* _DOCUMENT_
-- Start --
And the government of the said territory, South of the Ohio, shall be similar to that which is now exercised in the territory north-west of the Ohio; except so far as is otherwise provided in the conditions expressed in an Act of Congress of the present session, entitled, “An Act to accept a cession of the claims of the State of North Carolina, to a certain district of western territory".
… And be it further enacted, That the salaries of the Officers, which the President of the United States shall nominate, and with the advice and consent of the Senate, appoint by virtue of this Act, shall be the same as those, by law established, of similar Officers in the government north-west of the river Ohio. And the powers, duties, and emoluments of a Superintendent of Indian Affairs for the Southern department, shall be united with those of the Governor.
Frederick Augustus Muhlenberg Speaker of the House of Representatives. John Adams, Vice President of the United States, and President of the Senate. Approved May 26, 1790 G. Washington President of the United States

The Northwest Ordinance, as we may recall, had abolished Slavery in the territories of the United States.

Since the Southwest Ordinance deferred to her elder sister in all things and promised to all the inhabitant of the new territory the same "privileges, benefits and advantages" promised in it, it follows that slaves brought over to it by their masters were now free.


But while this would have been the accurate interpretation of the Law, there was no way to enforce it.

There were precious little slaves in Ohio to begin with and therefore the United States Government did not have to worry the passage of the original Ordinance would force it to take up the task of freeing any slaves. The territories of Alabama and Mississippi, on the other hand, were awash with slaves and slavers, the latter accustomed to North Carolinian and Georgian planting life and intent on establishing themselves as a new planer class in the deep, rich soil of the new territories.
-- End --
* _COLLECTED DATA_
-- Start --
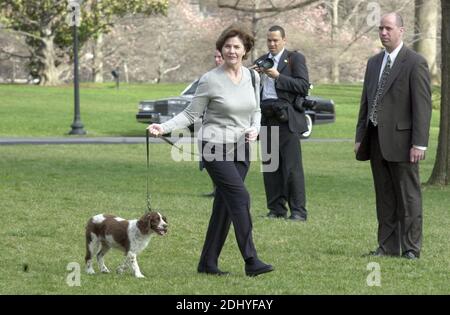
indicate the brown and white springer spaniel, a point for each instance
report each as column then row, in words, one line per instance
-- End --
* _WHAT YOU ARE ASKED TO DO_
Please reproduce everything in the Southwest Ordinance passage from "Frederick Augustus Muhlenberg" down to "to enforce it.", word for word.

* _TASK SOLUTION_
Frederick Augustus Muhlenberg Speaker of the House of Representatives. John Adams, Vice President of the United States, and President of the Senate. Approved May 26, 1790 G. Washington President of the United States

The Northwest Ordinance, as we may recall, had abolished Slavery in the territories of the United States.

Since the Southwest Ordinance deferred to her elder sister in all things and promised to all the inhabitant of the new territory the same "privileges, benefits and advantages" promised in it, it follows that slaves brought over to it by their masters were now free.


But while this would have been the accurate interpretation of the Law, there was no way to enforce it.